> [Work required] Your answer must consist solely of the line containing "of the cluster" and all subsequent lines through the end of the entries, reproduced exactly.

Start of Study material

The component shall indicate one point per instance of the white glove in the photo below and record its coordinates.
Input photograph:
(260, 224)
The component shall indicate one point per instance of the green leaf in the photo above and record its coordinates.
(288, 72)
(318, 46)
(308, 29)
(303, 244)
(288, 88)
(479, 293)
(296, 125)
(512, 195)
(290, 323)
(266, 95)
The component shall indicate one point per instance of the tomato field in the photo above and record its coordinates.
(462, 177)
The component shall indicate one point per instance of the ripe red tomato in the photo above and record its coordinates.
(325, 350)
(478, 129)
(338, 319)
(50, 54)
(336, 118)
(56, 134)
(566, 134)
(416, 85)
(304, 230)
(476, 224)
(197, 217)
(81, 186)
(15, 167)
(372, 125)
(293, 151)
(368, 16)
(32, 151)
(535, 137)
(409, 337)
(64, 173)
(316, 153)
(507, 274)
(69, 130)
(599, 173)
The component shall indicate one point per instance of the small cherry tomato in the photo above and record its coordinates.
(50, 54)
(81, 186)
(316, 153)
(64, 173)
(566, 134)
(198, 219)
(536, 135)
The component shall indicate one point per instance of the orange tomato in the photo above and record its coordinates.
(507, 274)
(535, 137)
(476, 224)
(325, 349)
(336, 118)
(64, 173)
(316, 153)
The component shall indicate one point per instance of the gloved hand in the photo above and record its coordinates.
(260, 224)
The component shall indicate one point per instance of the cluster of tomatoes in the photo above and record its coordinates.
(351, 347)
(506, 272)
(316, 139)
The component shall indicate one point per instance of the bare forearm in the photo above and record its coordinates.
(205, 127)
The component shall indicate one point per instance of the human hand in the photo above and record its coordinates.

End of Study material

> [Exercise result]
The component shall indicate one point per instance of the cluster of tomatoes in the photo above and record its coordinates.
(351, 347)
(506, 272)
(316, 139)
The component shall indicate one point per instance of the bare forearm in the photo above and record its coordinates.
(205, 127)
The component shall indicate one point per instance of the human hand in the photo above and record its coordinates.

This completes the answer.